**WHAT YOU ARE ASKED TO DO**
All of the records must be restated exactly, with every line complete.

Dataset excerpts:
==========

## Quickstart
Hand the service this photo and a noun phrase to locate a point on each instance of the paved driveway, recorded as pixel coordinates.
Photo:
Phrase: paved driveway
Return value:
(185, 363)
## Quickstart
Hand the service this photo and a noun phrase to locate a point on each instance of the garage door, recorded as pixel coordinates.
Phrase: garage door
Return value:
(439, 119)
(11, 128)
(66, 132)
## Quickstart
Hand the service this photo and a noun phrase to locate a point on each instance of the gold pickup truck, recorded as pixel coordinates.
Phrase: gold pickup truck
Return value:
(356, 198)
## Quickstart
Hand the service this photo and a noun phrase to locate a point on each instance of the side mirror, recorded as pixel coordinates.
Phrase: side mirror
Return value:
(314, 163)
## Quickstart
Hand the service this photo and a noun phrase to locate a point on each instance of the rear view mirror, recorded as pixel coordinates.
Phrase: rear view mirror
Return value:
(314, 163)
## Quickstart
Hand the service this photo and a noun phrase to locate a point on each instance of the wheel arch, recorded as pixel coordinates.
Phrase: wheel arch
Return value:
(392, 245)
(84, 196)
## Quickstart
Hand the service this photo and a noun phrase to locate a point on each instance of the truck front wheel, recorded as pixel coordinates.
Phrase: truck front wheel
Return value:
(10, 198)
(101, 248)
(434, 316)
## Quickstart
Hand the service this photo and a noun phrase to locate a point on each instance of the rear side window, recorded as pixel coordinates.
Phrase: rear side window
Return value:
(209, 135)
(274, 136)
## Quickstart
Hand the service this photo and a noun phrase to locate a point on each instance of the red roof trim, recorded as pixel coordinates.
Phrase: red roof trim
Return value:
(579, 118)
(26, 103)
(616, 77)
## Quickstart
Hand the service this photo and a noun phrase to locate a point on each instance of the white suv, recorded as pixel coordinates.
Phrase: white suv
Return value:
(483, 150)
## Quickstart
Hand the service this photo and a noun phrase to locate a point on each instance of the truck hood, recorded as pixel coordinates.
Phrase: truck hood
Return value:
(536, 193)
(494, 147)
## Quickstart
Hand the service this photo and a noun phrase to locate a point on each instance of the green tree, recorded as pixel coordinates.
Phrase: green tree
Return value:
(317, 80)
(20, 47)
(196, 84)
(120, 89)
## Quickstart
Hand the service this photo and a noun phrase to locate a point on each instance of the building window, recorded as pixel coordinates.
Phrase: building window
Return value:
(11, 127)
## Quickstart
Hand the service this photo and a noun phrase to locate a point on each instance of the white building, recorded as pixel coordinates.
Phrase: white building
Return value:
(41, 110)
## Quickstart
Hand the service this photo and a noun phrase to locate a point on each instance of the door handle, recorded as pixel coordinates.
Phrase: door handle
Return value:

==========

**ANSWER FOR THE TASK**
## Quickstart
Hand the service this photo and a noun phrase to locate a point on each instance of the paved driveway, recorded as pixel coordinates.
Photo:
Phrase: paved driveway
Return value:
(185, 363)
## Quickstart
Hand the service this photo and a noun phrase to locate a point on each instance of the garage door, recorded as pixel coordinates.
Phrase: garage door
Return value:
(439, 119)
(11, 128)
(66, 132)
## Quickstart
Hand the service this photo and a noun phrase to locate a point on each instance of the gold pickup truck, recorded as pixel coordinates.
Phrase: gold pickup truck
Return value:
(356, 198)
## Quickstart
Hand the service this photo and a noun phrase to locate a point on each instance of the side mirror, recorded as pixel coordinates.
Phrase: side mirror
Return value:
(314, 163)
## Quickstart
Hand the service this photo and a noun phrase to locate a point on each instance of the rear view mirror, recorded as pixel coordinates.
Phrase: rear view mirror
Return value:
(314, 163)
## Quickstart
Hand the service this photo and a noun phrase to locate a point on each instance of the wheel arch, recorded as pixel coordinates.
Phrase: wheel arch
Return value:
(392, 245)
(84, 196)
## Quickstart
Hand the service this photo and a noun phrase to locate a point on each instance of the truck front wheel, recorded as pixel coordinates.
Phrase: truck front wheel
Return value:
(10, 198)
(101, 248)
(434, 316)
## Quickstart
Hand the service this photo and a noun phrase to locate a point on each instance of the rear side window, recorded as pixel coordinates.
Phrase: rear side window
Return value:
(209, 135)
(274, 136)
## Quickstart
Hand the service this photo and a noun phrase to locate a point on each instance of the red roof trim, recorded as pixel coordinates.
Phrase: red roof trim
Return value:
(579, 118)
(26, 103)
(616, 77)
## Quickstart
Hand the service this photo and a noun phrase to locate a point on each instance of the white suv, recorded as pixel coordinates.
Phrase: white suv
Return value:
(483, 150)
## Quickstart
Hand the service this photo and a noun phrase to locate a point on each instance of the truck hood, recorded as pixel coordinates.
Phrase: truck hood
Return value:
(536, 193)
(494, 147)
## Quickstart
Hand the service this photo and a noun phrase to locate a point on each instance of the green tree, recorded as pixel coordinates.
Phrase: green tree
Return value:
(317, 80)
(20, 47)
(196, 84)
(120, 89)
## Quickstart
Hand the service this photo and a noun phrase to locate a point on each instance of the building window, recorded as pixel coordinates.
Phrase: building window
Return value:
(11, 127)
## Quickstart
Hand the service this photo and a noun phrase to locate a point on each instance of the white building, recorded as pixel coordinates.
Phrase: white building
Return value:
(41, 110)
## Quickstart
Hand the service this photo and a noun phrase to locate a point on each instance of the door handle, recorded as pixel coordinates.
Phrase: door handle
Return value:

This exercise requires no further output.